EXERCISE INSTRUCTIONS:
Reproduce verbatim the rows that begin with the line containing "Every instance of the asphalt road gets" and end with the line containing "29 121 L 37", both of those lines included.
'''
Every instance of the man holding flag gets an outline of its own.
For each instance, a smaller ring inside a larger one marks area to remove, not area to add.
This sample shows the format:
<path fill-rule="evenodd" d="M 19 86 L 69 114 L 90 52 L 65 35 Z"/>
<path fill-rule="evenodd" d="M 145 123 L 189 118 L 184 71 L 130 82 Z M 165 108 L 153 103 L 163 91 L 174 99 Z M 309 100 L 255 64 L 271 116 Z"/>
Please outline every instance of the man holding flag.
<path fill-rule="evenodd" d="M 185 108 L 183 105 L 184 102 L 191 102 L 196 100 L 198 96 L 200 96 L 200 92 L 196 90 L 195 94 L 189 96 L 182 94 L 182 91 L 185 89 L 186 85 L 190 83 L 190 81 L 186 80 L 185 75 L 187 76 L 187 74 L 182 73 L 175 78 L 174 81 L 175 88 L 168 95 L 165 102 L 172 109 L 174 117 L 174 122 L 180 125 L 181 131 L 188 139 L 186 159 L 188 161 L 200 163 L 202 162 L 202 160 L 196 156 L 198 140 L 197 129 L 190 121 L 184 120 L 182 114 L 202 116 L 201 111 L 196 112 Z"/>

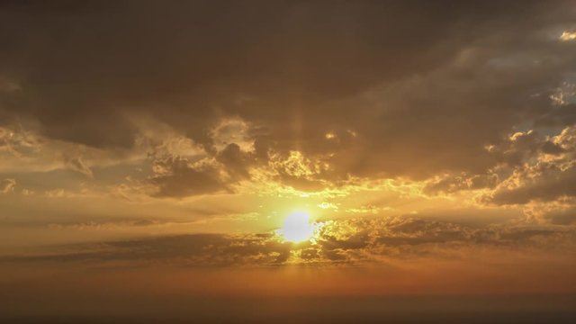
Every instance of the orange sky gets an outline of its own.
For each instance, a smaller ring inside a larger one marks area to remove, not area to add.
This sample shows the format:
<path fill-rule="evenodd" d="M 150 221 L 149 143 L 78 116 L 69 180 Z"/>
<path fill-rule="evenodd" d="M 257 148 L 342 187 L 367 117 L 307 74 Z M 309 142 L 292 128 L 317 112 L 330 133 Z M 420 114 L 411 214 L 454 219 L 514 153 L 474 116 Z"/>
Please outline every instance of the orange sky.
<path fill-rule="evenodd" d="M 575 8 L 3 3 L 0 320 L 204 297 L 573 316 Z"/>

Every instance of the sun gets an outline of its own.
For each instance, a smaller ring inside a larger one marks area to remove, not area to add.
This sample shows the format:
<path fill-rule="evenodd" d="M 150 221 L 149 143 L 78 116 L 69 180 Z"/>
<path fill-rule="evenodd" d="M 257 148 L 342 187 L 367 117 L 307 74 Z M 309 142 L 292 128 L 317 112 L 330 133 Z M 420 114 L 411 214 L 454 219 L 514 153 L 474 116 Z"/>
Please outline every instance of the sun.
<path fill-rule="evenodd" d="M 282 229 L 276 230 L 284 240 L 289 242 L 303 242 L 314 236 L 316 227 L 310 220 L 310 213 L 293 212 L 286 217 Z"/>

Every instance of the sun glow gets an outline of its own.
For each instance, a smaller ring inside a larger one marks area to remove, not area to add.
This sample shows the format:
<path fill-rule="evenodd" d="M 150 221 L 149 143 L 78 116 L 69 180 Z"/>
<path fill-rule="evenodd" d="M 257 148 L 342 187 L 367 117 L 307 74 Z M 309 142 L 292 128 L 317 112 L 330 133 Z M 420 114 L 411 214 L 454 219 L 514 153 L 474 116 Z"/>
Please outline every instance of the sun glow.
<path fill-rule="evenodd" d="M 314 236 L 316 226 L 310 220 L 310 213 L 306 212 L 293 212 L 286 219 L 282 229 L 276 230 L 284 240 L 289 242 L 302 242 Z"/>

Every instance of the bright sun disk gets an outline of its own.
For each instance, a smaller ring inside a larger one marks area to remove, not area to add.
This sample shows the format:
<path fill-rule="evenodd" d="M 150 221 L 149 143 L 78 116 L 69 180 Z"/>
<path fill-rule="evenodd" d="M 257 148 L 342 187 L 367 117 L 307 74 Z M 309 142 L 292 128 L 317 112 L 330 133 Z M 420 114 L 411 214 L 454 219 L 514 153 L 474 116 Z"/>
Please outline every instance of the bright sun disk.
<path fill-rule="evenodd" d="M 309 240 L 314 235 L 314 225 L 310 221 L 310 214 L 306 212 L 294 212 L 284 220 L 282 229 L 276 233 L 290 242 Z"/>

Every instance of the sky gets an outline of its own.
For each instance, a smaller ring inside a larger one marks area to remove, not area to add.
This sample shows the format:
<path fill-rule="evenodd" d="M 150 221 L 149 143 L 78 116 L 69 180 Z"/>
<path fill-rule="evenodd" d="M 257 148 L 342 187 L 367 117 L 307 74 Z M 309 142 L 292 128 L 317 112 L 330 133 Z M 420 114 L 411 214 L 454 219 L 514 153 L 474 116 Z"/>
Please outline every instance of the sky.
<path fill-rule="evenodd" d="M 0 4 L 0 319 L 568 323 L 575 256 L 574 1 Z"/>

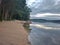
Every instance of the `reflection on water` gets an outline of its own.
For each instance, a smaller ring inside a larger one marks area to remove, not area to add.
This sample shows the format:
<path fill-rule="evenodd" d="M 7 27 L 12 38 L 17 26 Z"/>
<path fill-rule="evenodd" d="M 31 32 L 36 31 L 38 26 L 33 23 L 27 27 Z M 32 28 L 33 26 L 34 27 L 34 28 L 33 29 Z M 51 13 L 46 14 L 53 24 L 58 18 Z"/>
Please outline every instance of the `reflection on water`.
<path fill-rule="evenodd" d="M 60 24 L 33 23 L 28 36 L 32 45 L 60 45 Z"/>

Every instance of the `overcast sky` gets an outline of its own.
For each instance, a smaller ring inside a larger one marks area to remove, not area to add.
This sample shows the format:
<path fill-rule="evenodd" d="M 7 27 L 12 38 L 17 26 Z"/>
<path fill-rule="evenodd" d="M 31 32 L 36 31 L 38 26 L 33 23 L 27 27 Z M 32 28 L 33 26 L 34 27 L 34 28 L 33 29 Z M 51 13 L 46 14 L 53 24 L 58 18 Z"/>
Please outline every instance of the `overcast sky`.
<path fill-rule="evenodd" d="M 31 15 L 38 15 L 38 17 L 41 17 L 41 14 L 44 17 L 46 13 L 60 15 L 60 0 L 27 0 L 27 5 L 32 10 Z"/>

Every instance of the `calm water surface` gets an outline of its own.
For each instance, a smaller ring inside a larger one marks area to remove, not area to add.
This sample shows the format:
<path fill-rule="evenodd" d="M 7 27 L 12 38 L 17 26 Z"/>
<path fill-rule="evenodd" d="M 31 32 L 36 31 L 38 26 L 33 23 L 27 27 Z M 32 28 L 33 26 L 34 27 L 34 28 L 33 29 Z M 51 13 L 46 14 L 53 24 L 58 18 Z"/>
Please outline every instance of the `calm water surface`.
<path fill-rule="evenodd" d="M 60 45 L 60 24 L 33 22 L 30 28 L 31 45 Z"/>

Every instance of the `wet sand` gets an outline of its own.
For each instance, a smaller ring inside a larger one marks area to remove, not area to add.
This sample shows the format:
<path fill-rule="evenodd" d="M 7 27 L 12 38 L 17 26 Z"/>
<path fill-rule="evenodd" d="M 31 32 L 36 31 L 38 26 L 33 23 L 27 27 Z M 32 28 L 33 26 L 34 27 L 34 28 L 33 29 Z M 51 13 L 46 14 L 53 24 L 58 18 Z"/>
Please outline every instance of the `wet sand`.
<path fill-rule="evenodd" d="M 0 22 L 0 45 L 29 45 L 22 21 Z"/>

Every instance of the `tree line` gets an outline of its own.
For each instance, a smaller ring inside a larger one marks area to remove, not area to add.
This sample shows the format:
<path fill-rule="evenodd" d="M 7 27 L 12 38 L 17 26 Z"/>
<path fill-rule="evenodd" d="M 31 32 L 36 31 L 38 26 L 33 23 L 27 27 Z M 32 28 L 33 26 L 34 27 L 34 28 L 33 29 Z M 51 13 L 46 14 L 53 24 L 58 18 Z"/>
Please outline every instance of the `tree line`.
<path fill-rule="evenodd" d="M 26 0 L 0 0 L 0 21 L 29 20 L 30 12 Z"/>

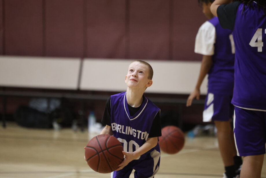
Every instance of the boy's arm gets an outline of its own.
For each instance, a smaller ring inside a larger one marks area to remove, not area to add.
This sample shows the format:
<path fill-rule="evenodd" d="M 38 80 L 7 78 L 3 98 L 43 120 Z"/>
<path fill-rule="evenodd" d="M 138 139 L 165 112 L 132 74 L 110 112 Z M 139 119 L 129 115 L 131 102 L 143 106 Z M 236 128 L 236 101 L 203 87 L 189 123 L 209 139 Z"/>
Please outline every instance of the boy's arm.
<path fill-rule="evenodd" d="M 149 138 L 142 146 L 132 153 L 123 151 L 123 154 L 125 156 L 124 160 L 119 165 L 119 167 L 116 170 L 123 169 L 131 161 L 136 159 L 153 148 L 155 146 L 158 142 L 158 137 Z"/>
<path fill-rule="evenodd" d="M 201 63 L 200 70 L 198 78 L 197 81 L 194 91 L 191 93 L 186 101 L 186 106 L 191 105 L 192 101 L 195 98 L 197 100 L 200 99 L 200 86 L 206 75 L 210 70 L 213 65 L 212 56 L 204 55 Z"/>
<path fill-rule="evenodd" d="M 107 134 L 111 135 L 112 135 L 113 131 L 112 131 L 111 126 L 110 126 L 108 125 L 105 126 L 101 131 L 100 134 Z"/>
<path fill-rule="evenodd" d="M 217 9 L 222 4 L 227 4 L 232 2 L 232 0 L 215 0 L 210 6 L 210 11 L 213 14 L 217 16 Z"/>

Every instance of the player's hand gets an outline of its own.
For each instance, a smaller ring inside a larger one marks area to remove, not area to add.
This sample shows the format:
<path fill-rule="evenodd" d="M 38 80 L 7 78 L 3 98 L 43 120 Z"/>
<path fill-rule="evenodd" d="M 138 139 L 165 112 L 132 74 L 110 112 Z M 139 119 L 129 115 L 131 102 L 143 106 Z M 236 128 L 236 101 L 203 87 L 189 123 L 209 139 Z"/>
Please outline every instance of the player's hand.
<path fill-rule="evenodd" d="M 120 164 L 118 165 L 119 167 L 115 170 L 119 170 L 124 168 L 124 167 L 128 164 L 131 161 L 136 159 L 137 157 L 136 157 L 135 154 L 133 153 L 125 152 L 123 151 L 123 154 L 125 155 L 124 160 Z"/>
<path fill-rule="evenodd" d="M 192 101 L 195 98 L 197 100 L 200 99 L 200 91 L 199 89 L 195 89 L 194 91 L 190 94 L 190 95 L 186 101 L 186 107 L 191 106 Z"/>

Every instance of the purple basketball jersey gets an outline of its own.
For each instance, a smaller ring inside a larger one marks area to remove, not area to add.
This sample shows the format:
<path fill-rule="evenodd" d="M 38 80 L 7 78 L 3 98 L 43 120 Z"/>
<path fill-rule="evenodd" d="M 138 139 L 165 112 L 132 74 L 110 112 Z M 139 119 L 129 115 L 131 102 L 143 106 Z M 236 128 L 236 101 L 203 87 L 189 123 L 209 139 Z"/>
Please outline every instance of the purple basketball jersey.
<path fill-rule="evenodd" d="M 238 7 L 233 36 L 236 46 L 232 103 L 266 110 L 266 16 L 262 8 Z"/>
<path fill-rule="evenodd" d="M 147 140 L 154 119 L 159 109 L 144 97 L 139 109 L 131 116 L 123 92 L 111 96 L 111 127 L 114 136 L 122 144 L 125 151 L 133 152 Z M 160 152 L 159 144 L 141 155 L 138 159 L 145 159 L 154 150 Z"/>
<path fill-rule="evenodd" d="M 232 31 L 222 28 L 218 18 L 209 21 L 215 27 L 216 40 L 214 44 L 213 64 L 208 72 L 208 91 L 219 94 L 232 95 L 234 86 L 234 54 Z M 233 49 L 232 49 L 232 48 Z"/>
'''
'''
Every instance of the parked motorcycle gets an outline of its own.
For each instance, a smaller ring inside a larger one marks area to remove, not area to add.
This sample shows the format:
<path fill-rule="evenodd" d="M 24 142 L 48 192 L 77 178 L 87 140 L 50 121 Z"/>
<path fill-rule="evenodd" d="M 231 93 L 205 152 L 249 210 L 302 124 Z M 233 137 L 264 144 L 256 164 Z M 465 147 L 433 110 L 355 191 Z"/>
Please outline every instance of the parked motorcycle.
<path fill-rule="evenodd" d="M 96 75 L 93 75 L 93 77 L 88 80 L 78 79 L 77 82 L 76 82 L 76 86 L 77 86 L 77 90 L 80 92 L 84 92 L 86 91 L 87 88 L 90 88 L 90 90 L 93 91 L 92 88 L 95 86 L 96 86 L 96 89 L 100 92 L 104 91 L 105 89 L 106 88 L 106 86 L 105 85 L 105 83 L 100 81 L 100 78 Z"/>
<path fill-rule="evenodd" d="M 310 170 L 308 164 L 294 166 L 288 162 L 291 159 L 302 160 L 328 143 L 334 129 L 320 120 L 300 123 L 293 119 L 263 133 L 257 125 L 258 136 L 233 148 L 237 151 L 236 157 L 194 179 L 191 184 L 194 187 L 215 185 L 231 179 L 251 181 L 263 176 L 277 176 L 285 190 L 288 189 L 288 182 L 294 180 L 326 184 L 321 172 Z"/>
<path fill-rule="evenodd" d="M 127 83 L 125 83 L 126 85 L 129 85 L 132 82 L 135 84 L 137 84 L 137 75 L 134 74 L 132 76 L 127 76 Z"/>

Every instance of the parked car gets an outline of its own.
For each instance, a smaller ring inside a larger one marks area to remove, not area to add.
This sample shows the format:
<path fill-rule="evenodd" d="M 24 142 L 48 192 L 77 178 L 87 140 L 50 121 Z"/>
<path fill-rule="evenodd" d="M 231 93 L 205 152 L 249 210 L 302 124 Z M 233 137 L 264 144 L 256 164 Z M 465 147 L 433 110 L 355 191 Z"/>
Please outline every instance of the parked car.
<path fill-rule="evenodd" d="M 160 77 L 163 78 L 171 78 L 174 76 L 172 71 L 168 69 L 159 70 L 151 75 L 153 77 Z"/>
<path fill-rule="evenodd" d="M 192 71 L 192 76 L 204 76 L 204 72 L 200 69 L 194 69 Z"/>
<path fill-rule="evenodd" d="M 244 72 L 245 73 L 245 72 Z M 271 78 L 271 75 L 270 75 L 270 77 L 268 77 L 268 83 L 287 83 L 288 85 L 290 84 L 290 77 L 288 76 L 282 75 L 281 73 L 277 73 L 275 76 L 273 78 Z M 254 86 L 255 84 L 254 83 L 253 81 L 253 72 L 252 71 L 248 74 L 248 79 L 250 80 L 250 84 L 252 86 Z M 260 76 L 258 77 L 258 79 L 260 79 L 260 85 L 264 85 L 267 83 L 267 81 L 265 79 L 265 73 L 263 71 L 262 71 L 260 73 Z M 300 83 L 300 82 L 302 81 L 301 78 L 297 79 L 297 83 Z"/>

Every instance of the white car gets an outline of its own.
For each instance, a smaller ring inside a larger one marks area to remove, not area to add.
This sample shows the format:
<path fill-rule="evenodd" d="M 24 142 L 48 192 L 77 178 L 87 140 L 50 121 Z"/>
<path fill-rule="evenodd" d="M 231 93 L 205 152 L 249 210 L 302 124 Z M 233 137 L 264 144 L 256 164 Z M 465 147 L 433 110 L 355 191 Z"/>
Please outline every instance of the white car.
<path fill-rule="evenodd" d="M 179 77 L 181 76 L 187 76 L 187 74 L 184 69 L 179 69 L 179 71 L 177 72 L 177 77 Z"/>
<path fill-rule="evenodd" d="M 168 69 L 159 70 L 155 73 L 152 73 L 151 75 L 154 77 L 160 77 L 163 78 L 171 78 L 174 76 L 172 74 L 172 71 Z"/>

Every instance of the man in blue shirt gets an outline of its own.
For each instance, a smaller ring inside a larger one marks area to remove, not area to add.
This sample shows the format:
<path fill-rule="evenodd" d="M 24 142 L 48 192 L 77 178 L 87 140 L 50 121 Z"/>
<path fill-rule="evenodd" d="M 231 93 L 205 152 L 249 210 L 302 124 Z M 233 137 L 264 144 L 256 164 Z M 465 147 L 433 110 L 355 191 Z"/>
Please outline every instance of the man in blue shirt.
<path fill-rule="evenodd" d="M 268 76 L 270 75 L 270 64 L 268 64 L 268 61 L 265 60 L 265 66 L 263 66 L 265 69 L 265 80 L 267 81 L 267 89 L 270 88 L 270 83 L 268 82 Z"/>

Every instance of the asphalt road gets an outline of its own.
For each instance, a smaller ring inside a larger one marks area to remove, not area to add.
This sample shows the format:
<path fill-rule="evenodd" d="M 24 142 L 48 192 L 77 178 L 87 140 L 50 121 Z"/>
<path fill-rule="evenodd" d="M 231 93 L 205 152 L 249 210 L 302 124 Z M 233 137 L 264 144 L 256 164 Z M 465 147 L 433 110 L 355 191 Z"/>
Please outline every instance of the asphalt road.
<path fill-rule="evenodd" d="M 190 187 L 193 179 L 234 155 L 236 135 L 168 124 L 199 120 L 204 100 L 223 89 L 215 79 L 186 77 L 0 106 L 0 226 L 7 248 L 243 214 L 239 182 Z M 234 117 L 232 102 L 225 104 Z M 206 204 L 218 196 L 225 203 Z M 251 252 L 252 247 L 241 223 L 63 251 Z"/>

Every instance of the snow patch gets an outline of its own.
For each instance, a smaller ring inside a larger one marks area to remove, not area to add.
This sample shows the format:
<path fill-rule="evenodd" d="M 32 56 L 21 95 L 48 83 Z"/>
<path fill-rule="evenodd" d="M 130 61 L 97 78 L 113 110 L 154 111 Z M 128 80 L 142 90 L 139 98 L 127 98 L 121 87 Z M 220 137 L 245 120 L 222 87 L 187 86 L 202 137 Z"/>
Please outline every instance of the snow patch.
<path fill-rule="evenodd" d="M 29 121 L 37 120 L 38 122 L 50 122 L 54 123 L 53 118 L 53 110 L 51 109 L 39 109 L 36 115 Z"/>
'''
SOLUTION:
Every instance of the asphalt road gets an outline of its own.
For each instance, a smaller ring inside a larger one marks area to remove, not area to add.
This sample shows the format:
<path fill-rule="evenodd" d="M 24 142 L 48 192 L 77 178 L 87 140 L 50 121 Z"/>
<path fill-rule="evenodd" d="M 231 93 L 205 152 L 249 210 L 302 124 Z M 233 137 L 264 144 L 256 164 Z M 465 147 L 433 110 L 355 191 Z"/>
Please outline every instance of the asphalt road.
<path fill-rule="evenodd" d="M 190 187 L 193 179 L 234 155 L 236 135 L 168 124 L 199 120 L 204 100 L 223 89 L 215 79 L 186 77 L 0 106 L 0 226 L 7 248 L 243 214 L 239 182 Z M 234 117 L 232 102 L 225 104 Z M 206 204 L 218 196 L 225 203 Z M 251 252 L 252 247 L 241 223 L 63 251 Z"/>

Every instance of the snow patch gets an outline of its own.
For each instance, a smaller ring inside a larger one marks area to remove, not area to add.
This sample shows the format:
<path fill-rule="evenodd" d="M 32 56 L 21 95 L 48 83 Z"/>
<path fill-rule="evenodd" d="M 130 61 L 97 78 L 113 110 L 154 111 Z M 128 80 L 142 90 L 139 98 L 127 98 L 121 87 Z M 220 137 L 245 120 L 222 87 L 187 86 L 202 137 Z"/>
Please outline every instance of the snow patch.
<path fill-rule="evenodd" d="M 29 121 L 37 120 L 38 122 L 50 122 L 54 123 L 53 118 L 53 110 L 51 109 L 39 109 L 36 115 Z"/>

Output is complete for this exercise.